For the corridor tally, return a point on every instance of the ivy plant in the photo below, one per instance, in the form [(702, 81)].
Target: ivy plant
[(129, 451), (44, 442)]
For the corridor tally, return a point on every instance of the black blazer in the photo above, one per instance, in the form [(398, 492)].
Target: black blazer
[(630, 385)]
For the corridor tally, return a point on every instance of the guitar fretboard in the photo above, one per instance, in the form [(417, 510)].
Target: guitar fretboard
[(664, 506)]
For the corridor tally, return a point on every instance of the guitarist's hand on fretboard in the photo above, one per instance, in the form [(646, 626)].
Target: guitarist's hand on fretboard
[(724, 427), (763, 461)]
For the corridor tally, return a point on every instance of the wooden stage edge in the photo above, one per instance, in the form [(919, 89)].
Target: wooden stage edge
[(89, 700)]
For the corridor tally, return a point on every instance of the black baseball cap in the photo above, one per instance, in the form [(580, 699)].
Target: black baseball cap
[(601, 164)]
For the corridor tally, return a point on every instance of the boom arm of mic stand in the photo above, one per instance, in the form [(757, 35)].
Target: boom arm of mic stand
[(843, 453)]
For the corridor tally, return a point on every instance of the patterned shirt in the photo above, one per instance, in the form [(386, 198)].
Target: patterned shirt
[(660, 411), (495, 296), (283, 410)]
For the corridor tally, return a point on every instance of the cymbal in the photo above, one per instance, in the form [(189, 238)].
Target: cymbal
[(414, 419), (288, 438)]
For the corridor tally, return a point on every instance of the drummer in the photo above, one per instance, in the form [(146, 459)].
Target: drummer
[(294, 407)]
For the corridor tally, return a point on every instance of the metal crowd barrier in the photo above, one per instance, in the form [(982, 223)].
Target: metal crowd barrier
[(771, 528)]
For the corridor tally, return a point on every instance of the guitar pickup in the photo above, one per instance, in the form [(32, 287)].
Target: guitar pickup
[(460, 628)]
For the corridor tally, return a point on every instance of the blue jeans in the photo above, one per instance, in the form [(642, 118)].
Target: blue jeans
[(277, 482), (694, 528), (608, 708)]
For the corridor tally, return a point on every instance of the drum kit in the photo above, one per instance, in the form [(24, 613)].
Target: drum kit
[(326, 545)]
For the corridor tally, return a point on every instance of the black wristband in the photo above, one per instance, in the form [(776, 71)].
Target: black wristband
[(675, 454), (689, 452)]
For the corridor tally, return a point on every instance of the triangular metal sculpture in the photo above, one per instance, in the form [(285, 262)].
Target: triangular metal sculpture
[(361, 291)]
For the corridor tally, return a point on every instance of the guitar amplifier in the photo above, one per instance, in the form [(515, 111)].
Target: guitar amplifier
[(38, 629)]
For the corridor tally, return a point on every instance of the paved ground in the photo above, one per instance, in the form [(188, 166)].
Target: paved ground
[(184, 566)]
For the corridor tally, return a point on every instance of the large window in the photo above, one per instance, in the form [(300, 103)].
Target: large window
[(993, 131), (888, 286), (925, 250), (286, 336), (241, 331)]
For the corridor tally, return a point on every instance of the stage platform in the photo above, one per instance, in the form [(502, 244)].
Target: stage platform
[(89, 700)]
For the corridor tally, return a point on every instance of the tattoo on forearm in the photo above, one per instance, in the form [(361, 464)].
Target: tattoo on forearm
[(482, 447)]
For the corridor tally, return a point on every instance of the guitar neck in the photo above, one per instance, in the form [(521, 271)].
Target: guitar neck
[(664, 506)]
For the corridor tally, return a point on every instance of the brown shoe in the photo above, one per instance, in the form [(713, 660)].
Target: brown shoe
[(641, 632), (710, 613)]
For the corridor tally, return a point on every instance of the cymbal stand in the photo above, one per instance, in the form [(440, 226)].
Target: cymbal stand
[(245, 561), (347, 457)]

------------------------------------

> _Exercise brief_
Set down the whole listing once more, exactly as it appears.

> _Answer_
For the corridor tally, return a point on every instance of the ivy plant in the photo below, one per instance, in the form [(702, 81)].
Target: ivy plant
[(129, 451), (44, 442)]
For the corridor tally, return a point on every instance of the black blazer in the photo above, one per instance, in the form [(398, 492)].
Target: black blazer
[(630, 385)]
For the corridor tally, return a point on every instance of the guitar fretboard in the photo above, one per instance, in the form [(417, 510)].
Target: guitar fretboard
[(664, 506)]
For the corridor tally, return a point on every instance of the guitarist's hand on fretboard in the photo above, one per instance, in the form [(646, 626)].
Target: guitarist's hand on fretboard
[(724, 427), (763, 461)]
For the corridor tally, return a point on every instance of the wooden stage edge in the photo above, one per instance, in the form [(919, 89)].
Target: wooden stage edge
[(89, 700)]
For the corridor tally, return a point on every instance of the black baseball cap in the photo above, one per instance, in the form [(580, 699)].
Target: black baseball cap
[(601, 164)]
For the corridor tally, return a point on every instance of the boom arm of mic stand in the photo above, one per instance, in the form [(757, 35)].
Target: boom arm of mic stand
[(843, 453)]
For the corridor tally, return a point on every instance of the patterned shirt in the photo above, one per instance, in the form [(386, 198)].
Target: patterned shirt
[(660, 411), (495, 296), (283, 410)]
For the corridor tally, return a point on every instance of the cymbal in the photo above, one per instance, in the form [(189, 238)].
Target: cymbal
[(414, 419), (288, 438)]
For the corridor tally, return a point on every instance of the drummer in the photo above, one per instance, in the form [(146, 459)].
Target: drummer
[(294, 407)]
For the corridor tally, return a point on every instance of the metal crowd barrier in the photo above, one per instance, in the form [(982, 223)].
Target: metal crowd barrier
[(771, 528)]
For the corridor tally, return a point on every instance of the guitar pickup in the photo above, one per instance, in the form [(32, 287)].
Target: guitar pickup
[(460, 628)]
For the corridor tally, return a point on every instance of the blue jeans in the photo above, one per instance, in the form [(642, 118)].
Target: blue jeans
[(277, 482), (694, 528), (608, 708)]
For the corridor tally, return a point on every instance of the drum kit in the photo above, one per instance, in the form [(24, 613)].
Target: drum kit
[(326, 545)]
For the corridor tally, return a point on every instance of the black wristband in the photo above, one per instance, in the form [(776, 71)].
Target: black wristband
[(675, 454), (689, 452)]
For the corridor tally, return a point on every instance of the triangular metal sculpture in the photo above, one per instance, in the form [(285, 262)].
Target: triangular metal sculpture
[(361, 291)]
For the corridor tally, return a point on every instance of the guitar amplifier in the photo above, one per instance, in the form [(515, 111)].
Target: guitar amplifier
[(38, 629)]
For the corridor tally, return a point on every instance of the paved ground in the photo above, one per instance, in the form [(188, 166)].
Target: paved ground
[(184, 566)]
For the corridor tally, return a point on every instance of the large window in the photo above, one per instance, in the form [(300, 103)].
Target: large window
[(993, 131), (888, 286), (925, 250), (286, 336), (241, 331)]
For the corridor tally, return a point on every instance of the stage platform in the photo above, one per instance, in the form [(502, 244)].
Target: stage platform
[(89, 700)]
For the corridor tally, return a point on every instance of the tattoo on forearm in the photo above, one per instance, in the form [(361, 464)].
Target: tattoo on forearm
[(482, 447)]
For the corridor tally, return a point on every instance of the guitar neck in the photo above, one per instance, in the form [(521, 271)].
Target: guitar neck
[(664, 506)]
For the corridor tally, return a point on every instance of the brown shoe in the photo above, one per instance, in the form [(713, 660)].
Target: brown shoe
[(641, 632), (710, 613)]
For the corridor tally, return a point on every instance of the cymbal stand in the photo above, one per instance, in the form [(440, 226)].
Target: cymbal stand
[(245, 561), (347, 457)]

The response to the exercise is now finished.